= Exercise goal =
Only the lines from the one containing "Exercise. Pin every instance of the silver" through the end of the data below should be copied, each exactly as written and with both ends kept.

= Information provided =
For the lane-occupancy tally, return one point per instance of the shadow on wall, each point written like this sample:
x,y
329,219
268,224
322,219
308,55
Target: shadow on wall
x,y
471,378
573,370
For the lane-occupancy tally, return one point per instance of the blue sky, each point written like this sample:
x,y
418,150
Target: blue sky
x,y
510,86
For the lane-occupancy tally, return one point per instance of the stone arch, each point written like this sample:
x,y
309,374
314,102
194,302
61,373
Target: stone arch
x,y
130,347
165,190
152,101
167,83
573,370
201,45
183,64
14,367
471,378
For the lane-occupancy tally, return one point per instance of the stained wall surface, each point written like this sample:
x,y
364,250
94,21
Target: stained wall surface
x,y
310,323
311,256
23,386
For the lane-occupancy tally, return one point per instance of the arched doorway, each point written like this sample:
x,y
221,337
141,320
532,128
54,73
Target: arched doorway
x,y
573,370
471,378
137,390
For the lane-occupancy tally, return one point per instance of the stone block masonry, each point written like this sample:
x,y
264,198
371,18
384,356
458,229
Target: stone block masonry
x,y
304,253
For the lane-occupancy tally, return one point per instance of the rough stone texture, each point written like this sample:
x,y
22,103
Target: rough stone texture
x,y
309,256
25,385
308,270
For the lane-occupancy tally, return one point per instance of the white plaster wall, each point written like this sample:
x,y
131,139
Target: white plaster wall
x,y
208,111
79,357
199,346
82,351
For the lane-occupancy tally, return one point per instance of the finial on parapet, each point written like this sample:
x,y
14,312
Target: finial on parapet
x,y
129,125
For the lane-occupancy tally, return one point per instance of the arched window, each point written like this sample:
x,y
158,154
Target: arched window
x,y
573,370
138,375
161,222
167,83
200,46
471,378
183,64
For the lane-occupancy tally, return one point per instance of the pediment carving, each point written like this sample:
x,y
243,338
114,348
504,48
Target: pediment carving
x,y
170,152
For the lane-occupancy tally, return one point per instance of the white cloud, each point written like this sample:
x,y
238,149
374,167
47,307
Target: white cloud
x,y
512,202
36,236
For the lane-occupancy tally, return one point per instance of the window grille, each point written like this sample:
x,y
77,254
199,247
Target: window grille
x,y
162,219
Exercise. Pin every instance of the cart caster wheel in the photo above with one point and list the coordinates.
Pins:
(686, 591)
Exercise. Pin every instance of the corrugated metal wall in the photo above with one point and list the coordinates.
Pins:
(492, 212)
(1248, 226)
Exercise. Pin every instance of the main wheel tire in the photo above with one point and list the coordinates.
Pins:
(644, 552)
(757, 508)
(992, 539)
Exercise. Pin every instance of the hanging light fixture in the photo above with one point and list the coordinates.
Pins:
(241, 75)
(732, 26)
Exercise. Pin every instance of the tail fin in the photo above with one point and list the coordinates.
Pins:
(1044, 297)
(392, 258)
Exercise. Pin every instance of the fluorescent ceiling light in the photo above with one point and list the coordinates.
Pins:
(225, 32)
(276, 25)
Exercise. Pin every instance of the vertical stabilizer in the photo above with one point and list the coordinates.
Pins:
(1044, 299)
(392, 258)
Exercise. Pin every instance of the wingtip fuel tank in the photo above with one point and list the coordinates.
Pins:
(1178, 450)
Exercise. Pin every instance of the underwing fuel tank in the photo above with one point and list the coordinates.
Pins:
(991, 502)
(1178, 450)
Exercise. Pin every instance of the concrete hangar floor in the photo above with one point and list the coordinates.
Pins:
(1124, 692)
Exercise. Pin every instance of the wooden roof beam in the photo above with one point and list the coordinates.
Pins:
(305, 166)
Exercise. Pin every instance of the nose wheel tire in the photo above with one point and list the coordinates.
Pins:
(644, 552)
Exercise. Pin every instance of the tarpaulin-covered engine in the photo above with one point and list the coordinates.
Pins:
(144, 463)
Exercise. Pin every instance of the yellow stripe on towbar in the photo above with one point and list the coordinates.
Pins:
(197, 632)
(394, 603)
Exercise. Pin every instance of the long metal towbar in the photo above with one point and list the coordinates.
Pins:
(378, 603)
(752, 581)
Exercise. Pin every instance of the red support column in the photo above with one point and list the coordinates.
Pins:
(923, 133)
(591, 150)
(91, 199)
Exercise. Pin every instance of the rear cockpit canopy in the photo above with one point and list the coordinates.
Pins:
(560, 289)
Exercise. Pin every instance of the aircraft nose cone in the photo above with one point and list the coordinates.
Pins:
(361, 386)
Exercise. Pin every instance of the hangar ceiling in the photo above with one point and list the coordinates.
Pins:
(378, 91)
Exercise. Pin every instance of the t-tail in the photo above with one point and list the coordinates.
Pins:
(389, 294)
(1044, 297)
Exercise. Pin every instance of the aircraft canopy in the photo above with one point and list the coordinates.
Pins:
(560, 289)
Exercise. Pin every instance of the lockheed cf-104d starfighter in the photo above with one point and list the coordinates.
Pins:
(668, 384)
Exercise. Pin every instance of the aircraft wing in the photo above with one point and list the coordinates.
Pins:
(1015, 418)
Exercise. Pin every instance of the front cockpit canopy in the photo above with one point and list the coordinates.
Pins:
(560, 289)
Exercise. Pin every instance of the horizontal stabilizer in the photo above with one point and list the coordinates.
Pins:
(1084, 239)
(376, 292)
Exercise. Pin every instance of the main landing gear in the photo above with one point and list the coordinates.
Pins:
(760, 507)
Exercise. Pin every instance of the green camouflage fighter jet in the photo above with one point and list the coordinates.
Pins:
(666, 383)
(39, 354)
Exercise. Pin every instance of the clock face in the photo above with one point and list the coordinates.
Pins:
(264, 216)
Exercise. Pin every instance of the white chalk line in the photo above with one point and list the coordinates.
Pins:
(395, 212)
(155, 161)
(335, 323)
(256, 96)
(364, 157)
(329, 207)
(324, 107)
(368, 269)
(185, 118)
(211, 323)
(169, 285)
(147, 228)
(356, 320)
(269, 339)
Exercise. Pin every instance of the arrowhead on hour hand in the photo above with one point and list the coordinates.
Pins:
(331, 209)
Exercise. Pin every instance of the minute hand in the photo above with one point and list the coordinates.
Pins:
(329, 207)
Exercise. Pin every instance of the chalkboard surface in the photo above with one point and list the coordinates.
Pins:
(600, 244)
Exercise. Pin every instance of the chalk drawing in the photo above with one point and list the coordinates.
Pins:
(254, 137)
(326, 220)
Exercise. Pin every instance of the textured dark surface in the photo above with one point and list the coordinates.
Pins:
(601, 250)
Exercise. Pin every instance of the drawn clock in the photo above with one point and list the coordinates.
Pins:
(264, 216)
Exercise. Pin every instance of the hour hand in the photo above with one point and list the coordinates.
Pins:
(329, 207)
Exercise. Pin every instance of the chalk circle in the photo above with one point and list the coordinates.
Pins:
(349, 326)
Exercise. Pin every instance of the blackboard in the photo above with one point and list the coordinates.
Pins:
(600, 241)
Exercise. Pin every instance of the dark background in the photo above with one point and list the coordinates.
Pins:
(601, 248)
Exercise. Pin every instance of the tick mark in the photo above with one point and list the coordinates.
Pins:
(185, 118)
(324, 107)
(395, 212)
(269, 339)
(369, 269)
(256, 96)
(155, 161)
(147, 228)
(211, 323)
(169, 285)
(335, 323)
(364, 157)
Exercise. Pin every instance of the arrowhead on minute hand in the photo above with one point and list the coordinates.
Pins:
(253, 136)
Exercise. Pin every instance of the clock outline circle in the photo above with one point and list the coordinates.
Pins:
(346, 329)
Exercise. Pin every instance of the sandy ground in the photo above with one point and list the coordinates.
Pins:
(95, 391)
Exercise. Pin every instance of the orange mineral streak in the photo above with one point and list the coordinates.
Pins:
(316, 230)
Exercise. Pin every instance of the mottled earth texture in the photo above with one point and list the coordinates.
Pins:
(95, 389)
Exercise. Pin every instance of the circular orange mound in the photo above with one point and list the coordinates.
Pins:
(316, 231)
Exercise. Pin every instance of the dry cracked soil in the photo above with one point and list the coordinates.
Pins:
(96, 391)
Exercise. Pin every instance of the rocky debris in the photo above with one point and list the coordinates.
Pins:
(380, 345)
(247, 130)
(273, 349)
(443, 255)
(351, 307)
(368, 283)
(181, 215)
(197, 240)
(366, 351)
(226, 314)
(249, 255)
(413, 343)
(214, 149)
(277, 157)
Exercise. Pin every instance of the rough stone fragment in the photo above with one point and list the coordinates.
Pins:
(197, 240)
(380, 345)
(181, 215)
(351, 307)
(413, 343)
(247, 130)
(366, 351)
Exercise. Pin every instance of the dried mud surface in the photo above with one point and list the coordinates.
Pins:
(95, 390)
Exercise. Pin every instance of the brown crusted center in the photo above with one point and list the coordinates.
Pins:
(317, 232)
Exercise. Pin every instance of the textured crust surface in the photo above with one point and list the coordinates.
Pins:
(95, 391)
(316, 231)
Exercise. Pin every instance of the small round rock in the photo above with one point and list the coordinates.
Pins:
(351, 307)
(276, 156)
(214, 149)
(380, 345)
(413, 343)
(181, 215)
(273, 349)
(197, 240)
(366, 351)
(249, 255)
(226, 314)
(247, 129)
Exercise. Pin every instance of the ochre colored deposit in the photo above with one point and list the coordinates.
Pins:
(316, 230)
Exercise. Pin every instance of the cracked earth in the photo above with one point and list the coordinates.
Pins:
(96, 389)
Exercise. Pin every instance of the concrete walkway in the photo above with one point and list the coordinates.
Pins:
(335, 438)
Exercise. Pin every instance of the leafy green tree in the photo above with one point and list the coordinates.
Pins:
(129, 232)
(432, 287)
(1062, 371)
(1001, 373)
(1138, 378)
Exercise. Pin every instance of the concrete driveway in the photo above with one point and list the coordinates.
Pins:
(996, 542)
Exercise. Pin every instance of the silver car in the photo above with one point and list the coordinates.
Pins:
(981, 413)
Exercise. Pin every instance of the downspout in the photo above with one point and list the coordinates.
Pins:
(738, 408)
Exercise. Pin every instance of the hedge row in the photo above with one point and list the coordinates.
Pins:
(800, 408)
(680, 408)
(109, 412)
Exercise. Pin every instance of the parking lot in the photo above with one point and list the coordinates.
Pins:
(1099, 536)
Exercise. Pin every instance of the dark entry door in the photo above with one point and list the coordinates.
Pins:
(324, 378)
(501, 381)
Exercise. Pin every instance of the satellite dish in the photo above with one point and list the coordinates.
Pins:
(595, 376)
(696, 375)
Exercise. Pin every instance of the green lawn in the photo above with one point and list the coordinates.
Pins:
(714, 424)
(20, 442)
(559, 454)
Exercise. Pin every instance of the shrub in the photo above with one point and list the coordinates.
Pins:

= Exercise response =
Exercise. Pin every instance of the silver car in the photo above with one point and list the coordinates.
Pins:
(981, 413)
Exercise. Pin every instance of the downspout in the photo above with one point and list the coordinates.
Pins:
(738, 408)
Exercise. Pin every instance of the hedge row in the photo above with one point and list the coordinates.
Pins:
(800, 408)
(680, 408)
(109, 412)
Exercise. Pin every instance of the parking lot in the photo above with one point and list the coordinates.
Pins:
(1099, 536)
Exercise. Pin every instance of the dark entry door in the photo above with one point and list the coordinates.
Pins:
(324, 378)
(501, 381)
Exercise. Pin every instance of the satellite dish in the photo above with one point and list the coordinates.
Pins:
(595, 376)
(696, 375)
Exercise. Pin every instance of the green lawn in the photo above with one point and list the coordinates.
Pins:
(714, 424)
(20, 442)
(559, 454)
Exercise. Pin every instance of the shrub in the photo above with one point and list the coordinates.
Pins:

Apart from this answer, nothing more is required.